#### [TRECHO EXIBIDO]
>>

Em outra proposta, contrária ao modelo romântico, surgiu o modelo biomédico. A doença passou a ser vista como um desvio do normal, considerando principalmente os distúrbios biológicos, sintomas e a semiologia das doenças.

Essa vertente desconsiderou por completo os outros aspectos do processo de adoecimento, assumindo fortemente um caráter materialista, determinista e universalista (Ramos, 2006).

Note, caro leitor, o gradativo abandono do olhar integrado para o ser humano, mesmo com o modelo romântico, que retomou essa visão por um breve período.

Ao longo dos anos, a dicotomia mente-corpo foi se estabelecendo como premissa nos tratamentos de doenças e segue presente nos dias de hoje.

Ante o exposto, a primeira observação sobre a proposta psicossomática é que busca romper com essa visão dualista e recuperar a percepção do indivíduo em sua totalidade.

Dessa forma, essa nova linha parte de um modelo holístico, que resgata a ideia inicial da interdependência entre matéria e psique e se norteia por três principais princípios: o indivíduo existe em muitos níveis e domínios; cada ser humano é único e deve ser visto como tal; a autonomia deve ser encorajada no processo de cura do doente (Ramos, 2006).

Assim, a psicossomática pode ser entendida como uma abordagem que busca compreender a pessoa de forma integrada, considerando seus domínios físico, psicológico, social, emocional e espiritual.

Dentro dessa perspectiva, todos as doenças são psicossomáticas, até mesmo as que possuem explicação etiológica pela ciência médica, haja vista a impossibilidade de separação do que é material do psíquico (Okumura e colaboradores, 2020).

A psicossomática encontra fundamentos na Psicanálise e em diversas áreas da Psicologia (Ramos, 2006), mas muitos autores, inclusive a deste artigo, destacam a contribuição especial da Psicologia Analítica no respaldo teórico dessa vertente.

Isso porque Jung já entendia mente e corpo como processos interdependentes, com influências mútuas entre aspectos conscientes e inconscientes.

Para Jung (2015): “A separação entre corpo e alma é uma operação artificial, uma discriminação que se baseia menos na natureza das coisas do que na peculiaridade da razão que conhece. A intercomunicação das características corporais e psíquicas é tão íntima que podemos tirar conclusões não só a partir da constituição do corpo sobre a constituição da psique, mas também da particularidade psíquica sobre as correspondentes formas corporais dos fenômenos.”

<<

Liste os domínios da pessoa que, segundo o trecho exibido, a psicossomática considera ao buscar compreendê-la de forma integrada. Baseie-se somente no trecho exibido.

#### [TRECHOS DAS ENTRADAS]
>>

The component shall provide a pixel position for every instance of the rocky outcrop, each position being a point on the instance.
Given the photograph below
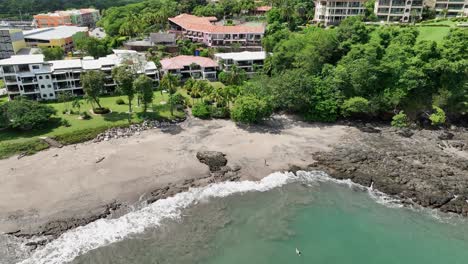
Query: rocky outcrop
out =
(214, 159)
(422, 169)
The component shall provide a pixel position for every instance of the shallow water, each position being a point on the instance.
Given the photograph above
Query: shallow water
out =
(328, 222)
(263, 222)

<<

#### [CAMPO DE RESPOSTA]
Físico, psicológico, social, emocional e espiritual.